## Requirements
Return every line of the material below word for word, without changing anything.

## Pointing data excerpts
★ ★ ★ ★ ★

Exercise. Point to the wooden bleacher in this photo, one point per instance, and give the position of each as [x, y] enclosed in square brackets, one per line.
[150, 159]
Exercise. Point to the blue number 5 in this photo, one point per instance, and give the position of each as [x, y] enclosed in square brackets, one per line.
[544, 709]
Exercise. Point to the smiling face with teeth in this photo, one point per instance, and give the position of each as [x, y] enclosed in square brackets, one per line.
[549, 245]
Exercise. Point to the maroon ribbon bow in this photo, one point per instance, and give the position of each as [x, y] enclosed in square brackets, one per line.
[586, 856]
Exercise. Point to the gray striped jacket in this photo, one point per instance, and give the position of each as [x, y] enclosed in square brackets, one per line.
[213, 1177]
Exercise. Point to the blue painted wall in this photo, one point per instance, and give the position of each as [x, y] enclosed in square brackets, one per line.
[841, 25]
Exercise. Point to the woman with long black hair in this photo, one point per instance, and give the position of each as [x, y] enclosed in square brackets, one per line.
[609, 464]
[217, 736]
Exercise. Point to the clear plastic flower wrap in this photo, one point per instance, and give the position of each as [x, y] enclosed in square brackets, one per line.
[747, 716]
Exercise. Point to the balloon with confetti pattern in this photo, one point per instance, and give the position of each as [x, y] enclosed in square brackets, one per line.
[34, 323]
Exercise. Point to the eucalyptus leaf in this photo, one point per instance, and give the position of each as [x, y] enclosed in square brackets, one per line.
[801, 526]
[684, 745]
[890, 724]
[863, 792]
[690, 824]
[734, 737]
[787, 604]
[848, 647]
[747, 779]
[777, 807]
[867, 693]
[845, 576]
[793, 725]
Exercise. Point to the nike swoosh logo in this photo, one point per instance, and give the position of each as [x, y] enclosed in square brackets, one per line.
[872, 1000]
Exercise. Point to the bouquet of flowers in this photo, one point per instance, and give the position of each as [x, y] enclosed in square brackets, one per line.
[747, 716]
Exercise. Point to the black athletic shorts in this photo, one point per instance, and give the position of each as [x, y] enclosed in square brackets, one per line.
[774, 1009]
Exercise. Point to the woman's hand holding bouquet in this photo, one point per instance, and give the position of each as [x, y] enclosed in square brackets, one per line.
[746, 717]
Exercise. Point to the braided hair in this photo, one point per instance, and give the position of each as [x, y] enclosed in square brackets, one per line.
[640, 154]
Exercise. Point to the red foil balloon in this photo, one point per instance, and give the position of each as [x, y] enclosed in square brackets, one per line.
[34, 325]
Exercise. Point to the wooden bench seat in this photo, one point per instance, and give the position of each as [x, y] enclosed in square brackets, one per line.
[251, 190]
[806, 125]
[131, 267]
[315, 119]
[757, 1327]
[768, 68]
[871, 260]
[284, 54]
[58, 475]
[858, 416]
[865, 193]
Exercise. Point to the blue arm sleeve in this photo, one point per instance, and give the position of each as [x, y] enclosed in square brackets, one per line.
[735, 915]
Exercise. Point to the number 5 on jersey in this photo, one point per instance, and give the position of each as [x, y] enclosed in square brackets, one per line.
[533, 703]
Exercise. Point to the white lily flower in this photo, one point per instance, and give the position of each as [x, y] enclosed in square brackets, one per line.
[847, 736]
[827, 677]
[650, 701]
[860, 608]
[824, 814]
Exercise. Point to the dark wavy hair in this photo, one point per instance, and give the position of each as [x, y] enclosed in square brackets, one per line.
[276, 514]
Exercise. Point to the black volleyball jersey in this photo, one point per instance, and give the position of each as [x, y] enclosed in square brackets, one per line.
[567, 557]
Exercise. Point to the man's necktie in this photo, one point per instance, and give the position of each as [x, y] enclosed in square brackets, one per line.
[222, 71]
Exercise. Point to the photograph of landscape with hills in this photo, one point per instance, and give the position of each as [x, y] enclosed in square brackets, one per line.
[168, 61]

★ ★ ★ ★ ★

## Task solution
Exercise. Point to the wooden bleacher in this photo, one point per instance, and give the position of each as [x, y] enclosed in square brackets, one per line.
[150, 159]
Exercise. Point to the blue number 5 in this photo, one point per instance, and give the position of each as [x, y] enclosed in square brackets, one per line.
[544, 709]
Exercise. Point to the smiling face with teeth in this photo, one point per instance, and give the position of each as [x, y] enclosed in square brackets, one per line.
[549, 245]
Exercise. Point to the maroon ribbon bow in this photo, one point per instance, and give the position of each as [x, y] enclosed in square brackets, one per line.
[586, 856]
Exercise. Point to the gray striped jacket in this photo, one point per instance, and give the position of each as [x, y] enclosed in square brackets, one per line.
[213, 1177]
Exercise. Point to the blue painted wall in this photo, one point per instance, and give the position of each as [x, y] enclosed in square brackets, one per line.
[841, 25]
Exercise. Point to the woman with long black hair in this photo, one point per instance, and give the position of each as [x, y] enclosed in square brackets, one per line.
[609, 464]
[217, 736]
Exercise. Point to the clear plastic flower wrap in this photo, one point per instance, and give the position of each as [x, y] enclosed in square brackets, one per line.
[747, 716]
Exercise. Point to the balloon with confetti pattern in this photo, one point per instance, and give the position of each as [x, y] enclosed in square brackets, one per line.
[34, 323]
Exercise. Point to the eucalyptus leaf in this photo, one point per instance, and give the position of each as [x, y] enclosed in square brackets, one per line.
[801, 526]
[684, 745]
[890, 724]
[863, 792]
[690, 824]
[734, 737]
[787, 604]
[848, 647]
[747, 779]
[777, 807]
[867, 693]
[845, 576]
[793, 725]
Exercise. Point to the nike swoosh logo in this photo, one point per instance, and give the position of each as [x, y] enclosed in square brackets, one per line.
[872, 1000]
Exercise. Point to the bouquet of flowers in this photo, one point per instance, and give the position of each as [x, y] enclosed in square brackets, one per line.
[747, 716]
Exercise. Point to the black athletic shorts in this photo, one point per instance, and give the position of each as [x, y] enclosed in square brackets, one per line.
[774, 1009]
Exercise. Point to the woman's hand holding bouquet in this photo, one point per instance, and give the position of each as [x, y] enclosed in square brackets, one per line.
[746, 717]
Exercise. Point to the braided hair in this photo, one point per instance, and give the position of each as [x, y] enclosed in square brackets, one per line.
[640, 154]
Exercise. Point to the red foil balloon in this photo, one point per instance, and give the position of each as [x, y] enclosed in square brackets, one per line.
[34, 325]
Exercise. Point to the wooden bench seat in this photo, one point per instance, and give the position of each as [x, y] enclosed in square brackets, one per line.
[251, 190]
[806, 125]
[131, 267]
[315, 119]
[757, 1327]
[768, 68]
[871, 260]
[284, 54]
[58, 475]
[858, 416]
[865, 193]
Exercise. Point to the blue arm sleeve in this photo, one point per instance, and give the position of each as [x, y] enclosed in square brackets, one per line.
[735, 915]
Exercise. Point to the number 5 on jersey in this photo, one point per instance, and give the position of each as [x, y] enclosed in square brackets, one per line.
[533, 703]
Exercise. Point to the white lily flower in this photo, one point per instance, and give the position of each as [x, y] enclosed in square brackets, one per line.
[847, 736]
[827, 677]
[650, 701]
[860, 608]
[824, 814]
Exercise. Point to the dark wavy hair in this photo, one point per instance, and give the position of each as [x, y] enclosed in square brackets, one per line.
[276, 514]
Exercise. Point to the black volleyball jersey in this photo, one point per instance, and give the position of each as [x, y] enclosed in square brackets, one per line.
[567, 557]
Exercise. Point to the man's necktie in this photo, one point per instance, and give the position of each as [x, y] enclosed in square brackets, one per line.
[222, 71]
Exercise. Point to the photograph of landscape with hills in this photo, one point per instance, and give the position of each as [x, y] enclosed in square brackets, one per line.
[168, 61]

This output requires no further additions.